§ PROBLEM: Extract each line of the entries below that contains the string "tree". The match is case-sensitive.

Stored data entries
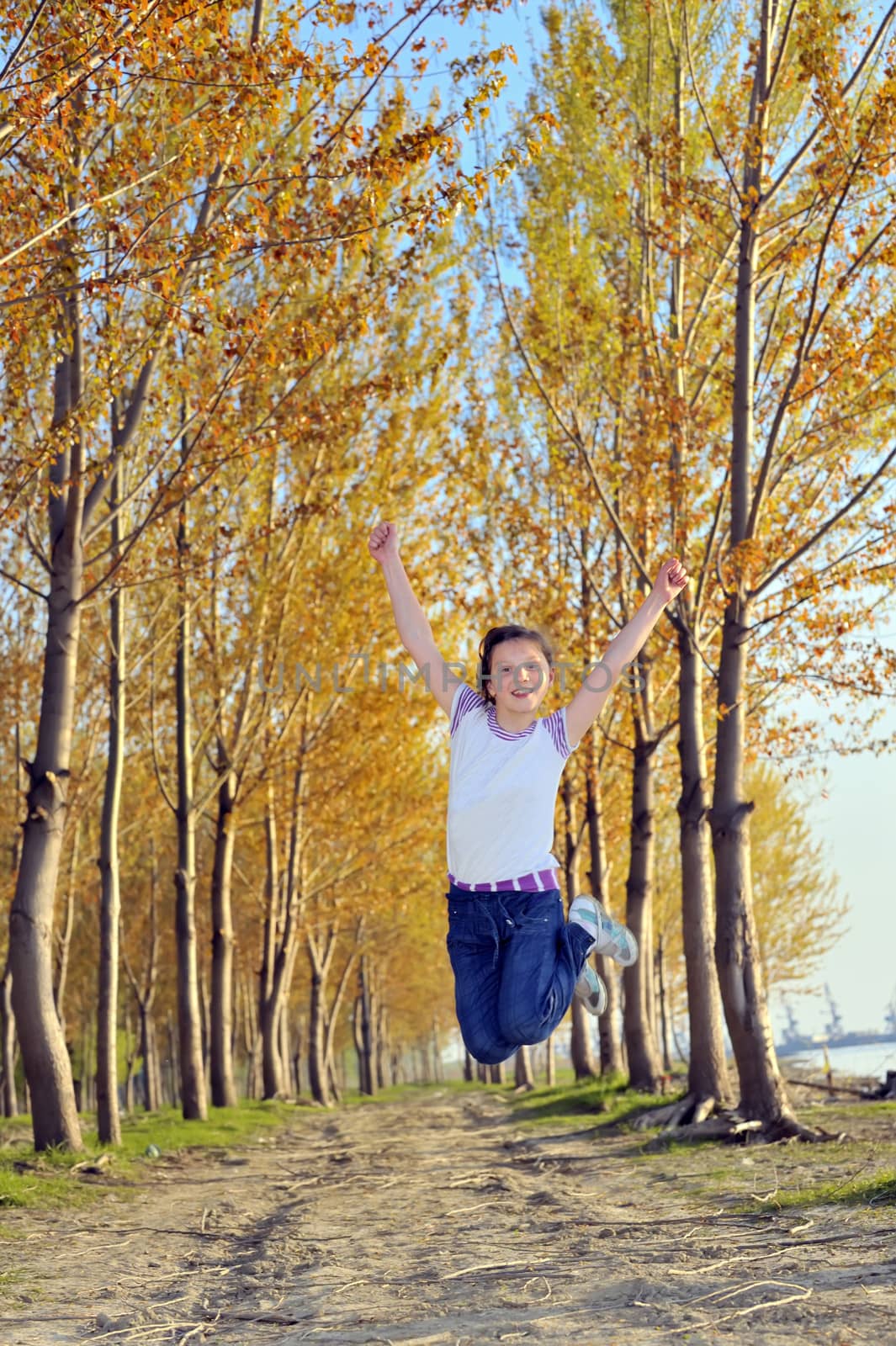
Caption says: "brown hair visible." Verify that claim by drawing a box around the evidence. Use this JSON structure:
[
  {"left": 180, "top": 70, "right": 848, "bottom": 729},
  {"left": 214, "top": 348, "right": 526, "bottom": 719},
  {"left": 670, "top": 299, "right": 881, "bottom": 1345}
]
[{"left": 476, "top": 623, "right": 554, "bottom": 705}]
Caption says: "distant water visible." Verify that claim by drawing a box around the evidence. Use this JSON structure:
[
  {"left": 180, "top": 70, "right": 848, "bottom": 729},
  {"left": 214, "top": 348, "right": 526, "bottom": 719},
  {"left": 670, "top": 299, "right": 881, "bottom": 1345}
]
[{"left": 777, "top": 1041, "right": 896, "bottom": 1079}]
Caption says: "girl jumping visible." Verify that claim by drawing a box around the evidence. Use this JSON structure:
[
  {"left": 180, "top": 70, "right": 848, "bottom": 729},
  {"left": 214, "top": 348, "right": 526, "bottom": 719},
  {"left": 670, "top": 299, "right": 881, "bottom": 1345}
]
[{"left": 368, "top": 523, "right": 687, "bottom": 1065}]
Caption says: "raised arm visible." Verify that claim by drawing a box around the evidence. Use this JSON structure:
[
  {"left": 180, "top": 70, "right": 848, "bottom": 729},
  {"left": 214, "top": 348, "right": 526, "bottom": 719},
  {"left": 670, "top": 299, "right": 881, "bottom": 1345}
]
[
  {"left": 368, "top": 523, "right": 463, "bottom": 715},
  {"left": 566, "top": 556, "right": 687, "bottom": 745}
]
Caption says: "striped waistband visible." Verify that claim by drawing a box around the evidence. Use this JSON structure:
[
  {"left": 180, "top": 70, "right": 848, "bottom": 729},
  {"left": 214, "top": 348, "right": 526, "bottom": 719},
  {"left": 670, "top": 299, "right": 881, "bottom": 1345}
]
[{"left": 448, "top": 870, "right": 559, "bottom": 893}]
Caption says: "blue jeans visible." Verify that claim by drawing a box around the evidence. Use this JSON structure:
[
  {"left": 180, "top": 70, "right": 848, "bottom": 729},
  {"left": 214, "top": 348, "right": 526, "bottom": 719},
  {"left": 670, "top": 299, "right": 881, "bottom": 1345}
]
[{"left": 447, "top": 883, "right": 592, "bottom": 1065}]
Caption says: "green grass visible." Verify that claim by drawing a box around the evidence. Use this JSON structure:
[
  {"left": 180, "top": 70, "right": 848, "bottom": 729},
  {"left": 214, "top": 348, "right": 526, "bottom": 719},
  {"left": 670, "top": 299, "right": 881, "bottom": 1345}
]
[
  {"left": 0, "top": 1100, "right": 300, "bottom": 1209},
  {"left": 742, "top": 1168, "right": 896, "bottom": 1210},
  {"left": 503, "top": 1075, "right": 681, "bottom": 1129}
]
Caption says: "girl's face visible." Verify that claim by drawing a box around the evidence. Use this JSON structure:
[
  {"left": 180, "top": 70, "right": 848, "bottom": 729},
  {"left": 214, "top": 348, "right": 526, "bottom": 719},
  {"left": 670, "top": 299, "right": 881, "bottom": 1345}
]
[{"left": 485, "top": 639, "right": 554, "bottom": 715}]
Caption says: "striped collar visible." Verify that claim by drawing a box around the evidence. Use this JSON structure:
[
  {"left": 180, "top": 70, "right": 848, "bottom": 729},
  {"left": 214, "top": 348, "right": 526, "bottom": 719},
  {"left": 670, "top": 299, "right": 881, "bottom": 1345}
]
[{"left": 485, "top": 702, "right": 538, "bottom": 743}]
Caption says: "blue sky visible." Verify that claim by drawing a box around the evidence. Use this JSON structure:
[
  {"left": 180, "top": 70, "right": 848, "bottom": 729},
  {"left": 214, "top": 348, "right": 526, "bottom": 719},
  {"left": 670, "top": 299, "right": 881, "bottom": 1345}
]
[{"left": 430, "top": 4, "right": 896, "bottom": 1031}]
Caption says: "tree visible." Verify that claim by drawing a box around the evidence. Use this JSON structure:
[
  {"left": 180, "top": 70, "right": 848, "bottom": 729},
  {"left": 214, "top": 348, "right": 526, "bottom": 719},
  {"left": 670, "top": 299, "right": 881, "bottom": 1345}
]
[{"left": 0, "top": 0, "right": 540, "bottom": 1148}]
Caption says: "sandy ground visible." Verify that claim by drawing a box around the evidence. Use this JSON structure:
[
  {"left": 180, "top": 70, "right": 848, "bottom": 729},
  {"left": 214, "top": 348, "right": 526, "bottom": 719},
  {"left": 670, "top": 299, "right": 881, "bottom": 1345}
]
[{"left": 0, "top": 1092, "right": 896, "bottom": 1346}]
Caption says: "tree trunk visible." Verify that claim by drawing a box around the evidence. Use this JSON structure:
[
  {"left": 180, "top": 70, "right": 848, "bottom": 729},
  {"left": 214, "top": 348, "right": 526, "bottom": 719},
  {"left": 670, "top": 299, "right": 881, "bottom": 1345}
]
[
  {"left": 710, "top": 599, "right": 793, "bottom": 1126},
  {"left": 584, "top": 727, "right": 623, "bottom": 1074},
  {"left": 175, "top": 485, "right": 209, "bottom": 1121},
  {"left": 709, "top": 39, "right": 793, "bottom": 1126},
  {"left": 52, "top": 819, "right": 81, "bottom": 1036},
  {"left": 655, "top": 935, "right": 671, "bottom": 1075},
  {"left": 9, "top": 527, "right": 82, "bottom": 1149},
  {"left": 209, "top": 771, "right": 236, "bottom": 1108},
  {"left": 258, "top": 776, "right": 283, "bottom": 1099},
  {"left": 97, "top": 459, "right": 126, "bottom": 1146},
  {"left": 678, "top": 614, "right": 730, "bottom": 1102},
  {"left": 139, "top": 1003, "right": 162, "bottom": 1112},
  {"left": 358, "top": 953, "right": 377, "bottom": 1094},
  {"left": 623, "top": 713, "right": 660, "bottom": 1093},
  {"left": 308, "top": 960, "right": 332, "bottom": 1108},
  {"left": 166, "top": 1015, "right": 179, "bottom": 1108},
  {"left": 0, "top": 964, "right": 19, "bottom": 1117}
]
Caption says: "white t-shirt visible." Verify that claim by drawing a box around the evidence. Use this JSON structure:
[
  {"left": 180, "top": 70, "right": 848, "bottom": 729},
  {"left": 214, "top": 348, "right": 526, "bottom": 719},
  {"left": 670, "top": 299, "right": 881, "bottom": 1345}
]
[{"left": 448, "top": 684, "right": 572, "bottom": 890}]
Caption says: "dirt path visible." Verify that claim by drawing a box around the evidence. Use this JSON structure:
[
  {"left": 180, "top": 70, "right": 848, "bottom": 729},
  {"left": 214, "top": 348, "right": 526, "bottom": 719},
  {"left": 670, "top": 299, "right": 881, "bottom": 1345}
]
[{"left": 0, "top": 1092, "right": 896, "bottom": 1346}]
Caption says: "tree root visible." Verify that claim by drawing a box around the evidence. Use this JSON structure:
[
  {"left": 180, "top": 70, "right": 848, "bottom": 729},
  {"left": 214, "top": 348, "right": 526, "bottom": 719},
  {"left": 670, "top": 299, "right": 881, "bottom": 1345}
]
[{"left": 631, "top": 1093, "right": 846, "bottom": 1148}]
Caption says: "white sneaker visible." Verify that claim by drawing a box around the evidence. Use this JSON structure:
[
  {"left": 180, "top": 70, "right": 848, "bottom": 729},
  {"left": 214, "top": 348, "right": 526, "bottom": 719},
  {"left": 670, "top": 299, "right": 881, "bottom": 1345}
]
[
  {"left": 575, "top": 962, "right": 608, "bottom": 1016},
  {"left": 569, "top": 893, "right": 638, "bottom": 967}
]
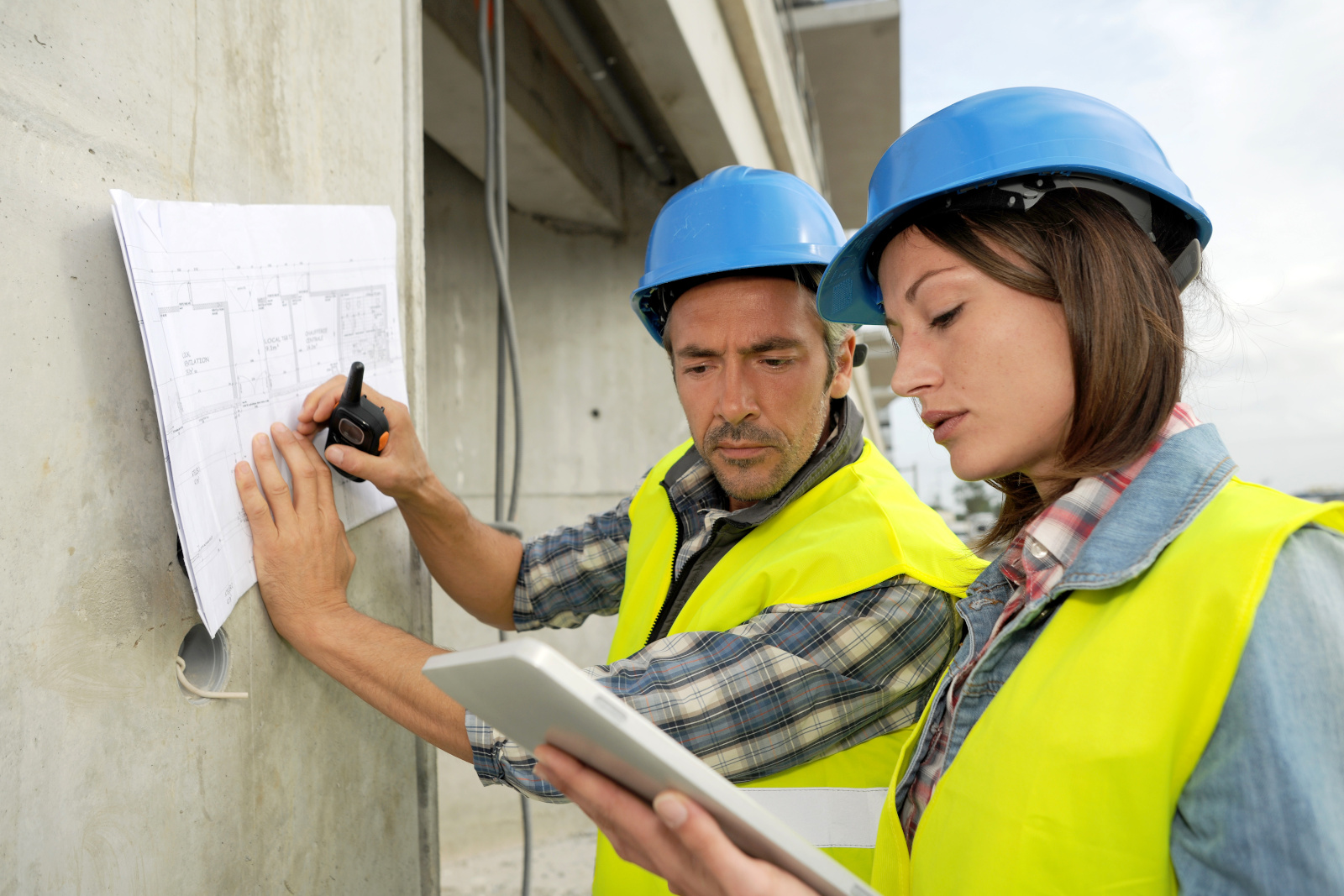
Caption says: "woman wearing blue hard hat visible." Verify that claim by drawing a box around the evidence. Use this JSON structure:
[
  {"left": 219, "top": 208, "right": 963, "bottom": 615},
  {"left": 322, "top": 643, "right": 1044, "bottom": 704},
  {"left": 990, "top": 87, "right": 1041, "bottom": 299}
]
[{"left": 534, "top": 87, "right": 1344, "bottom": 894}]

§ COMPLETE ANSWER:
Caption says: "tree visible." Verify that claim by drawing a box around the evidence. Use this JSON structure:
Caption says: "tree trunk visible." Verify that claim by drawing a box around the evidence. Use this JSON structure:
Caption says: "tree root visible." Verify that claim by drawing a box around the evidence. Use this JSON structure:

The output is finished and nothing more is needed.